DEINE AUFGABE: Schreib den Auszug über das Sex-Pistols-Konzert in Manchester nach seinem letzten Satz weiter.

AUSZUG:

Manchmal habe ich trotzdem das Gefühl, dass die Leute ein bisschen mehr aus diesem Abend machen, als er tatsächlich war. Ich sehe das so: Zu dieser Zeit kam eine Bewegung namens Punk auf, die bei vielen Leuten einen Nerv traf – ganz so, wie das später auch auf Acid House zutreffen sollte. Wir gingen auf Punk-Gigs, weil sie eben gerade stattfanden. Später war es dasselbe mit Acid-House-Events. Es war eine tolle Erfahrung, gar keine Frage, und die Pistols sollten sich ja auch wirklich als einflussreich herausstellen. Der Umstand, dass gewisse Leute an diesem Abend im Publikum waren, die später selbst gewisse Dinge vollbrachten, macht natürlich eine gute Story daraus. Doch ist in späteren Jahren nicht der Bogen in puncto Reichweite dieses Konzerts von Leuten, die gar nicht dabei waren, ein wenig überspannt worden? Für mich war es jetzt nicht so, als hätte ein göttlicher Lichtstrahl direkt aus dem Himmel uns gestreift. Es war zweifellos sehr inspirierend – aber darin liegt ein subtiler Unterschied. Ich glaube, dass der Mythos, der sich um diesen Gig herum entwickelt hat, ein wenig geradegerückt werden muss. Punk war eine interessante, aufregende neue Bewegung, von der nur wenige Leute in Manchester durch die Musikpresse erfahren hatten, weshalb sich eben nur ein bestimmtes Publikum beim Konzert einfand. Ich hatte die Buzzcocks vor den Sex Pistols gesehen. Sie hatten ein paar tolle Lieder und waren ebenfalls einer unserer Einflüsse – und bloß weil um dieses eine Konzert der Pistols so ein Kult entstanden ist, sollte das nicht unerwähnt bleiben.

Meiner Meinung nach gelingt es manchen Leuten, einen gewissen Zeitgeist aufzuschnappen, den sie dann als Ventil für ihre eigene Kreativität oder Ausdrucksform zu nutzen wissen. Ich glaube nicht, dass dies bewusst geschieht. Es ist kein erlerntes Verhalten, sondern etwas anderes, eine Art Instinkt. Eine Person kann, um sich Wissen anzueignen, auf unterschiedliche Methoden zurückgreifen. Zur Schule zu gehen, den Lehrern zuzuhören, alles mitzuschreiben, auswendig zu lernen, wäre etwa ein traditionelles Modell. Doch gibt es auch einen anderen Ansatz, der voraussetzt, dass man die Welt beobachtet und seine eigenen Schlüsse, basierend auf den eigenen Erfahrungen, zieht. Dabei absorbierst du die Dinge, die dir richtig erscheinen, und interpretierst sie, filterst sie durch deine eigene Wahrnehmung und lernst, wann und wie du deinen Instinkten vertrauen kannst. Genau so entdeckte und erforschte ich die Musik und suchte mir meine Einflüsse so aus, damit ich schließlich selbst Musik erschaffen konnte.

DATENTEIL:

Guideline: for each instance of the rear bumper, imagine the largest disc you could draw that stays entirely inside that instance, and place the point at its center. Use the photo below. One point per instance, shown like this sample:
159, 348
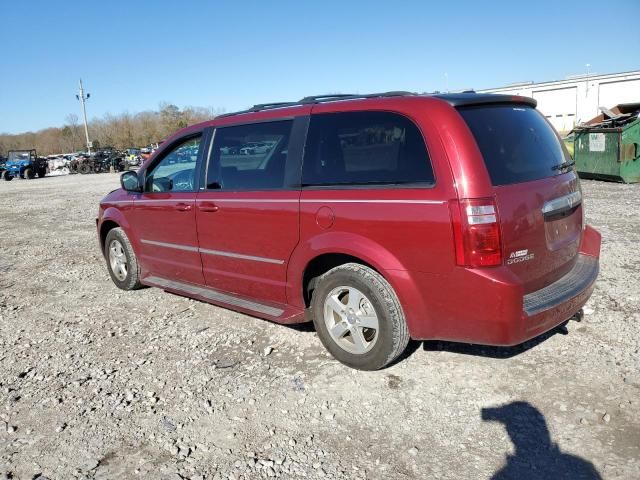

ERGEBNIS:
Punk rückte während des Sommers 1976 ins Zentrum unseres kulturellen Lebens. Uns behagte sein antiautoritärer Aspekt, aber was viele Leute oft vergessen, ist, dass eine der wichtigsten Botschaften von Punk war, sich nicht übermäßig ernst zu nehmen. Klar, kämpft gegen das System, aber habt auch euren Spaß dabei. Ihr seid jung, ihr solltet das Leben genießen, ganz unabhängig von all dem Scheiß, mit dem ihr euch sonst abquälen müsst. Die Musik strotzte nur so vor unglaublicher Energie. Sie war mit nichts, das ich je gehört hatte, vergleichbar. In diesem Alter, wenn man ein Teenager oder in seinen frühen Zwanzigern ist, ist man selbst randvoll mit Energie, und braucht ein Ventil dafür. Punk-Gigs waren dafür perfekt. Man konnte dort einfach durchdrehen. Es war gleichzeitig ein Konzert und eine Party. Es war ähnlich wie mit Acid House – nur ohne Drogen. Nun ja, zumindest anderen Drogen.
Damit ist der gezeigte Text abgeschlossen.